**Problems:**
[A] Using the Credited Service definition, decide whether each statement agrees with it: (i) a Participant who receives Eligible Earnings as an active Employee in each payroll period of a full calendar year is credited with one year of Credited Service; (ii) partial years of Credited Service are not counted when a Participant's Credited Service is interrupted; (iii) Credited Service begins on the first day of the calendar year in which employment starts. For each, answer yes or no and quote the words that decide it.
[B] Carry on the retirement plan's Credited Service definition, starting after its final sentence.

1.9 Credited Service. “Credited Service” means a Participant’s continuing period of employment with the Company (whether or not contiguous), commencing on the first day for which such Participant is paid, or entitled to payment, for the performance of duties with the Company and terminating with the Participant’s final cessation of participation in the Plan. With respect to any full calendar year in which a Participant receives Eligible Earnings in each payroll period as an active Employee, he shall be credited with one year of Credited Service. With respect to any partial calendar year in which a Participant receives Eligible Earnings as an active Employee (such as the calendar year in which employment commences or participation ceases) he shall be credited with a fraction of a year of Credited Service, in the same proportion that the number of payroll periods during such calendar year that he received Eligible Earnings as an

 

Valero GP, LLC Supplemental Executive Retirement Plan   4  


active Employee bears to the total number of payroll periods during such year. All partial years of Credited Service shall be aggregated so that a Participant receives credit for all periods of employment regardless of whether the Credited Service is interrupted. Credited Service shall also include, and a Participant shall be credited with, such additional periods of time, if any, as may have been agreed upon by the Participant and the Company in connection with the Participant’s employment, termination or otherwise.

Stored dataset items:
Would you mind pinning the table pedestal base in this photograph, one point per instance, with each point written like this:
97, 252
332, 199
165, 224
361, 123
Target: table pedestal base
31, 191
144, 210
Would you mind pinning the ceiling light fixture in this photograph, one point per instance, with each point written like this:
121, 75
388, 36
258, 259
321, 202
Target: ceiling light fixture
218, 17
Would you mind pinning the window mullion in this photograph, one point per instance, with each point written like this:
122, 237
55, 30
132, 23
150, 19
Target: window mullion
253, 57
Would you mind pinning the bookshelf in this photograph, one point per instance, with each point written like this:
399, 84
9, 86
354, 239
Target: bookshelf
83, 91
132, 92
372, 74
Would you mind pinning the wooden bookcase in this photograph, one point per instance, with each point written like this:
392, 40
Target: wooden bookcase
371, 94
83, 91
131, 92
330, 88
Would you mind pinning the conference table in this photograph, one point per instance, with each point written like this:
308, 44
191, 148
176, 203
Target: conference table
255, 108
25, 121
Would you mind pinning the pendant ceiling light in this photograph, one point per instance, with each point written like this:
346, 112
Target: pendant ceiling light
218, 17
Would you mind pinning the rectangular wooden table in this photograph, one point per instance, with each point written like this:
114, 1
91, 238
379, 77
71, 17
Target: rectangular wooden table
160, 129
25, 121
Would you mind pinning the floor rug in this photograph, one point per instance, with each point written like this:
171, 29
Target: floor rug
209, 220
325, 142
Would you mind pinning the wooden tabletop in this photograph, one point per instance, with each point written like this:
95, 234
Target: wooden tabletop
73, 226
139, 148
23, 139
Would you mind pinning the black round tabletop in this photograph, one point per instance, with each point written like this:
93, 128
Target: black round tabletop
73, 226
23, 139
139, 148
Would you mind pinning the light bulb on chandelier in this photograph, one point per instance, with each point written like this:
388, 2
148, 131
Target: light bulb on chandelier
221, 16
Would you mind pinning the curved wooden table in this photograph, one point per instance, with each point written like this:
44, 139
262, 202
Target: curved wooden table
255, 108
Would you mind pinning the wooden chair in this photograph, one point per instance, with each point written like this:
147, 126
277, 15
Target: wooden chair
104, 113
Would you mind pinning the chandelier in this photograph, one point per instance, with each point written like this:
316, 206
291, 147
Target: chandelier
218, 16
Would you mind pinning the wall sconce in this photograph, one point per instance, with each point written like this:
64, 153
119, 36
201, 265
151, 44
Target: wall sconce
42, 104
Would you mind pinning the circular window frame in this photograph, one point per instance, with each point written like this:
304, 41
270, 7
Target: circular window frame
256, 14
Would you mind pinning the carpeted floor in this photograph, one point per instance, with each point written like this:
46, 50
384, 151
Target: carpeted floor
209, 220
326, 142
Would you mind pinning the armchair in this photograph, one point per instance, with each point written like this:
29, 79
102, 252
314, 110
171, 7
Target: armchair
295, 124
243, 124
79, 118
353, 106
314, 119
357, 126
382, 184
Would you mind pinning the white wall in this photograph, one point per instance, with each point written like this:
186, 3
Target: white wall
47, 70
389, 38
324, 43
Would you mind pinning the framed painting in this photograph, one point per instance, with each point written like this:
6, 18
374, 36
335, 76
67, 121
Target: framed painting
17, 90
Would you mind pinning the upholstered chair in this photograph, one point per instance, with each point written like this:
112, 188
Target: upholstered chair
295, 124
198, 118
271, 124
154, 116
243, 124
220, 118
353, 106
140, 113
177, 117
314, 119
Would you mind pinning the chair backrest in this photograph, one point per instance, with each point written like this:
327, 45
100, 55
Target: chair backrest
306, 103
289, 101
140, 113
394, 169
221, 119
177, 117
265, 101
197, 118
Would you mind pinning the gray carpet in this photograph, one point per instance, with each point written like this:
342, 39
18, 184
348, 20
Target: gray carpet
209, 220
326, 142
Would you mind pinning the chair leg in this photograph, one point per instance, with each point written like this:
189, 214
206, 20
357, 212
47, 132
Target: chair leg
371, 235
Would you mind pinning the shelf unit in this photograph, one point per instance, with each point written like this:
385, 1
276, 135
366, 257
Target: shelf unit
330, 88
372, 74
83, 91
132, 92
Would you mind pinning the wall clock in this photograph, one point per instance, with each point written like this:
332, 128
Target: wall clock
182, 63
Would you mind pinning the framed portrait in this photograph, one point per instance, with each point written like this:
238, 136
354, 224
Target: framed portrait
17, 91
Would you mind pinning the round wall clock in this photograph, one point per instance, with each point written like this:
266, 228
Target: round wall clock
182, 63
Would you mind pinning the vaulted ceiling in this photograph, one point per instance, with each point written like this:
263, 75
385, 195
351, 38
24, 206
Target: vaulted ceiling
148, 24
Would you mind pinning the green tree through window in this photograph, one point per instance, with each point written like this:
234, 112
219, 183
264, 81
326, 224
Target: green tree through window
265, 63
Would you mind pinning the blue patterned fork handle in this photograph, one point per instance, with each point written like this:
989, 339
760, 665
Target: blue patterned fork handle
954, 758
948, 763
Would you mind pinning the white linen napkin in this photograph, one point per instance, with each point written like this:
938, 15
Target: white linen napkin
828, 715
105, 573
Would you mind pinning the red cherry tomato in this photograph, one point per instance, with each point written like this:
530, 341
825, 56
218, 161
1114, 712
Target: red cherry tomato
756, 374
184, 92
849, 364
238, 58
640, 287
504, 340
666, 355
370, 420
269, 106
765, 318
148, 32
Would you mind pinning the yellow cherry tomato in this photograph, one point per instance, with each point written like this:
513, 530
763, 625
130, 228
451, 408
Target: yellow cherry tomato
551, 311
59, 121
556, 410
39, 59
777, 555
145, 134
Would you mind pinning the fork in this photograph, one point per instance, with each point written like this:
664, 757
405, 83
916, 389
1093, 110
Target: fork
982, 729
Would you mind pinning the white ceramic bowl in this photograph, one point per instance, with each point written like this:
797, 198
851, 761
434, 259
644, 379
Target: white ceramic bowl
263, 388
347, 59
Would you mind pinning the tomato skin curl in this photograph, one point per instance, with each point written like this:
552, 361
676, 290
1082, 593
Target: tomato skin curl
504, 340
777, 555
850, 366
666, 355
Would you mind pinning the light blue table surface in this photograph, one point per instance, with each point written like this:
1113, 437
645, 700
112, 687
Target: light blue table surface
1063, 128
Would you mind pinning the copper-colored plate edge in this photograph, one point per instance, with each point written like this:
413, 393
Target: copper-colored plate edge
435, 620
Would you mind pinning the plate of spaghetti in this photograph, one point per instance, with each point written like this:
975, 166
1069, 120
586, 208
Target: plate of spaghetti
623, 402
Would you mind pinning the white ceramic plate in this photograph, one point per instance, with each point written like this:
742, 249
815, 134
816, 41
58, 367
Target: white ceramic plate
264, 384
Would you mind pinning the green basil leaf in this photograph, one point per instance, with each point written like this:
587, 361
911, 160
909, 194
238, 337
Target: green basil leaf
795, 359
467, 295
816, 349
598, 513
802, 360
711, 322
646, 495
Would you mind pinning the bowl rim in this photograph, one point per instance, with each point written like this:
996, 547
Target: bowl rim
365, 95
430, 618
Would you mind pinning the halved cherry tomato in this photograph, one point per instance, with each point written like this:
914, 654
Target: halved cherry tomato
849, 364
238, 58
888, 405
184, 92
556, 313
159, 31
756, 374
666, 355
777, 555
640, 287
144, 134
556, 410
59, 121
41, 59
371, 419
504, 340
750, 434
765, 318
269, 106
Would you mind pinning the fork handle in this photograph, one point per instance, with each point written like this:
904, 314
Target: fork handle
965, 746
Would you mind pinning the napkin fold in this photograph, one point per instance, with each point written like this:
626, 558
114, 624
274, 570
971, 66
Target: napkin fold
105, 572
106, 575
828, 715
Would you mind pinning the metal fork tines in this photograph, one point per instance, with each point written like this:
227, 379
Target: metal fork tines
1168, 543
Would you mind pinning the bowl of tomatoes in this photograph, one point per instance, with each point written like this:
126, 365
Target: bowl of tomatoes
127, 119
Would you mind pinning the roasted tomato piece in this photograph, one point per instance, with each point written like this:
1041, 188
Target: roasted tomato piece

**Answers to the exercise:**
[A]
(i) Yes: "With respect to any full calendar year in which a Participant receives Eligible Earnings in each payroll period as an active Employee, he shall be credited with one year of Credited Service."
(ii) No: "All partial years of Credited Service shall be aggregated so that a Participant receives credit for all periods of employment regardless of whether the Credited Service is interrupted."
(iii) No: "commencing on the first day for which such Participant is paid, or entitled to payment, for the performance of duties with the Company"

[B]
For Participants who: (a) are or become Employees at any time during the period beginning on the Effective Date and ending on the date that Valero Energy Corporation ceases to own (directly or indirectly) any ownership interest in the Company, and (b) immediately prior to becoming Employees, were employees of Valero Energy Company or an affiliate of Valero Energy Company, Credited Service shall also include the service credited for such Employees under the Valero Energy Corporation Pension Plan.

1.10 Eligible Earnings. “Eligible Earnings” means all compensation paid or payable by the Company to the employee in the form of base salary or wages and bonuses (whether paid or payable in cash or securities or any combination thereof), including therein any amounts of such base salary or wages and bonuses earned which, at the employee’s election, in lieu of a cash payment to him, are contributed to a Plan of Deferred Compensation maintained by the Company, if any. During a leave of absence from work, with or without pay, such as disability leave of absence or personal leave of absence, the Participant’s base rate of pay in effect immediately prior to the leave of absence and his most recent bonus amount earned shall be used in computing his Eligible Earnings.

1.11 Final Average Compensation. “Final Average Compensation” means a Participant’s average monthly Eligible Earnings from any Company for the thirty-six consecutive calendar months that give the highest average monthly rate of Eligible Earnings for the Participant out of all calendar months next preceding the earliest of (a) the date upon which a Participant becomes ineligible for participation in this Plan pursuant to Section 2.2, (b) the latest of (i) the Participant’s termination for total disability or (ii) his Separation from Service, (c) the termination of this Plan or (d) a Change in Control.

1.12 Monthly Covered Compensation. “Monthly Covered Compensation” means the quotient resulting from dividing Covered Compensation by 12.

1.13 Monthly FICA Amount. “Monthly FICA Amount” means the quotient resulting from dividing by 12 the Taxable Wage Base in effect or assumed to be in effect at the beginning of the calendar year in which a Participant attains social security retirement age (as defined in Code section 415(b)(8)).

1.14 Normal Retirement Date. “Normal Retirement Date” means the first day of the month coincident with or next following the date on which the Participant attains the age of 65 years.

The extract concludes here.